Perintah yang Diberikan A:
Ubah paragraf dalam kisah Kalayakkhini yang diawali "Ketika isteri mandul itu mengetahui" menjadi daftar butir yang lebih ringkas. Fakta-fakta utamanya harus tetap dimuat.
Perintah yang Diberikan B:
Lanjutkan kisah Kalayakkhini mulai dari kalimat terakhir yang ditampilkan.

Bacaan yang Diberikan:
Wednesday, 29 December 2010

Kisah Kalayakkhini (Dhammapada 1 : 5)

I. Yamaka Vagga - Syair Berpasangan

(5) Kebencian tak akan pernah berakhir, apabila dibalas dengan kebencian.
Tetapi, kebencian akan berakhir bila dibalas dengan tidak membenci,
inilah satu hukum abadi.
---------------------------------------------------------------------------------------------------------

Ada seorang laki-laki perumah tangga mempunyai istri yang mandul. Karena merasa mandul dan takut diceraikan oleh suaminya, ia menganjurkan suaminya untuk menikah lagi dengan wanita lain yang dipilih olehnya sendiri. Suaminya menyetujui dan tak berapa lama kemudian isteri muda itu mengandung.

Ketika isteri mandul itu mengetahui bahwa madunya hamil, ia menjadi tidak senang. Dikirimkannya makanan yang telah diberi racun, sehingga isteri muda itu keguguran. Demikian pula pada kehamilan yang kedua. Pada kehamilannya yang ketiga, isteri muda itu tidak memberi tahu kepada isteri tua. Karena kondisi fisiknya kehamilan itu diketahui juga oleh isteri tua. Berbagai cara dicoba oleh isteri tua itu agar kandungan madunya itu gugur lagi, yang akhirnya menyebabkan isteri muda itu meninggal pada saat persalinan. Sebelum meninggal, wanita malang itu dengan hati yang dipenuhi kebencian bersumpah untuk membalas dendam kepada isteri tua.

Maka permusuhan itu pun dimulai.

Pada kelahiran berikutnya, isteri tua dan isteri muda tersebut terlahir sebagai seekor ayam betina dan seekor kucing. Kemudian terlahir kembali sebagai seekor macan tutul dan seekor rusa betina, dan akhirnya terlahir sebagai seorang wanita perumah tangga di kota Savatthi dan seorang yakkhini (yakkha perempuan) yang bernama Kali.

(Data Tersimpan)
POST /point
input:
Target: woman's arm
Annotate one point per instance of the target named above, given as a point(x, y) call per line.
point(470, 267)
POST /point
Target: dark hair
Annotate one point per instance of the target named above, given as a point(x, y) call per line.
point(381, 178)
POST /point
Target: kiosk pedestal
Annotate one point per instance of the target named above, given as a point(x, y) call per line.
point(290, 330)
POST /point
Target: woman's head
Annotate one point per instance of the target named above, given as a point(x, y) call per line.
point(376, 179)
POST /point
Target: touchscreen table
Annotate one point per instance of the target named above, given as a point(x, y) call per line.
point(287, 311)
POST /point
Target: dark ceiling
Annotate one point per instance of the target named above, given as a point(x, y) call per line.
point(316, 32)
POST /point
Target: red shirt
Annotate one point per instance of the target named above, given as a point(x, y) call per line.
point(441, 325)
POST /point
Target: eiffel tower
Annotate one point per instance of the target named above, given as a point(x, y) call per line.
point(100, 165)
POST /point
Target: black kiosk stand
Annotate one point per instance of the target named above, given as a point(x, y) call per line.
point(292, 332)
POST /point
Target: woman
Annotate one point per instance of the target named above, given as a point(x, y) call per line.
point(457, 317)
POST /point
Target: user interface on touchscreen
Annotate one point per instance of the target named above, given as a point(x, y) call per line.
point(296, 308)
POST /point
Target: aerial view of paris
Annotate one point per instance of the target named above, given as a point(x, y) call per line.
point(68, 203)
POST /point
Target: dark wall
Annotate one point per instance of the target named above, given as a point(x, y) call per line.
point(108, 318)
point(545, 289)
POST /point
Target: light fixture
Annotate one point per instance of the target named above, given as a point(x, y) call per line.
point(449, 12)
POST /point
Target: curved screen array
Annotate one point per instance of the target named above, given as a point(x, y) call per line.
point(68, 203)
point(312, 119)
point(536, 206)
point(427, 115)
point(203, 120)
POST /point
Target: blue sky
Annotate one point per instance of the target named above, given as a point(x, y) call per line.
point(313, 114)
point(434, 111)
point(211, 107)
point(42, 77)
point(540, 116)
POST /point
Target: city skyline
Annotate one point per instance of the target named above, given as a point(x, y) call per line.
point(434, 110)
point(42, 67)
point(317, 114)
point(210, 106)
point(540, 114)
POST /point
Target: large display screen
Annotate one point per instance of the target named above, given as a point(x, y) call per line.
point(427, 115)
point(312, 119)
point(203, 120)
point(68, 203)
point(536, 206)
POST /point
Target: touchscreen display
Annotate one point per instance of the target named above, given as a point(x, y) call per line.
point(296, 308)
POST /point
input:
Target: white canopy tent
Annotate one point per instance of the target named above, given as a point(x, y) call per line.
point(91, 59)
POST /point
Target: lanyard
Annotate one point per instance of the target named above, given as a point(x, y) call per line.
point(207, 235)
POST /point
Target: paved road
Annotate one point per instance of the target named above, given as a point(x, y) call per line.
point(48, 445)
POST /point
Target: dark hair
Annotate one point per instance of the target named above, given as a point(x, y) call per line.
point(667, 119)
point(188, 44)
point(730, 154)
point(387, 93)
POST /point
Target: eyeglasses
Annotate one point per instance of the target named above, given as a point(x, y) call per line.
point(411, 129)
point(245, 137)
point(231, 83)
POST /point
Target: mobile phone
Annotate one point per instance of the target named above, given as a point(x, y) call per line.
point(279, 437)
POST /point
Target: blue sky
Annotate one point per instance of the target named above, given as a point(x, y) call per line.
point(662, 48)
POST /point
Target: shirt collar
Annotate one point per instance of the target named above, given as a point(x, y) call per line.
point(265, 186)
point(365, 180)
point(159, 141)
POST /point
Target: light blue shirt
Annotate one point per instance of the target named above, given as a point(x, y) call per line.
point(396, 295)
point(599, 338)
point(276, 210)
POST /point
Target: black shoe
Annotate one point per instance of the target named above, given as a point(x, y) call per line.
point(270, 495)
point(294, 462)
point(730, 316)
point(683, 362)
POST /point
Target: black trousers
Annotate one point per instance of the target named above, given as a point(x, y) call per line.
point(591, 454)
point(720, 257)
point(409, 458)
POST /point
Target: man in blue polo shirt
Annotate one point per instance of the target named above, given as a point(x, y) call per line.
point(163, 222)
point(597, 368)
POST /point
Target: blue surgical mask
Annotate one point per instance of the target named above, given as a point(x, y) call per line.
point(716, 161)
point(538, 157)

Jawaban Tertulis A:
- Isteri mandul menjadi tidak senang ketika mengetahui madunya hamil.
- Ia mengirimkan makanan beracun sehingga isteri muda keguguran, dan hal yang sama terjadi pada kehamilan kedua.
- Pada kehamilan ketiga, isteri muda tidak memberi tahu isteri tua, tetapi isteri tua tetap mengetahuinya dari kondisi fisiknya.
- Isteri tua mencoba berbagai cara untuk menggugurkan kandungan itu, yang akhirnya menyebabkan isteri muda meninggal saat persalinan.
- Sebelum meninggal, isteri muda bersumpah dengan hati penuh kebencian untuk membalas dendam kepada isteri tua.

Jawaban Tertulis B:
Suatu hari Kalayakkhini sedang mengejar wanita tersebut dengan bayinya. Ketika wanita itu mendengar bahwa Sang Buddha sedang membabarkan Dhamma di Vihara Jetavana, ia berlari ke sana dan meletakkan bayinya di kaki Sang Buddha sambil memohon perlindungan. Sedangkan yakkhini itu tertahan di gerbang vihara oleh dewa penjaga vihara, tetapi kemudian dipanggil masuk. Kemudian wanita itu dan yakkhini tersebut diberi nasehat oleh Sang Buddha.

Sang Buddha menceritakan asal mula permusuhan mereka pada kehidupan lampau, yaitu sebagai seorang isteri tua dan isteri muda dari seorang suami, sebagai seekor ayam betina dan seekor kucing, sebagai seekor macan tutul dan seekor rusa betina. Mereka dibuat menyadari bahwa kebencian hanya dapat menyebabkan kebencian yang makin berlarut-larut, tetapi kebencian akan berakhir melalui persahabatan, kasih sayang, saling pengertian, dan niat baik.

Kemudian Sang Buddha membabarkan syair ke berikut ini:

"Na hi verena verāni sammant’ idha kudācana
averena ca sammanti, esa dhammo sanantano."

Kebencian tak akan pernah berakhir apabila dibalas dengan kebencian.
Tetapi, kebencian akan berakhir bila dibalas dengan tidak membenci,
inilah satu hukum abadi.

Kedua wanita itu akhirnya menyadari kesalahan mereka, keduanya berdamai, dan permusuhan panjang itu berakhir.

Sang Buddha kemudian meminta kepada wanita itu untuk menyerahkan anaknya untuk digendong yakkhini itu. Takut akan keselamatan anaknya, wanita itu ragu-ragu. Tetapi, karena keyakinannya yang kuat terhadap Sang Buddha ia segera menyerahkan anaknya kepada peri.

Yakkhini menerima anak itu dengan hangat. Setelah mencium dan membelai anak itu dengan penuh kasih sayang bagaikan kepada anaknya sendiri, anak itupun diserahkan kembali kepada ibunya.

Demikianlah, pada akhirnya mereka berdua hidup rukun dan saling mengasihi.
---------------

Notes :

* Yakkhini atau yakkhi = yakkha perempuan.

Yakkha (Pali) = yaksha (Sanskrit), 夜叉 yè chā (Chinese), Yasha (Japanese), ba-lu (Burmese), gnod sbyin (Tibetan).

Yakkha termasuk dalam kategori alam dewa Catummaharajika / alam 4 Raja Dewa (catur = 4, maharaja = raja besar)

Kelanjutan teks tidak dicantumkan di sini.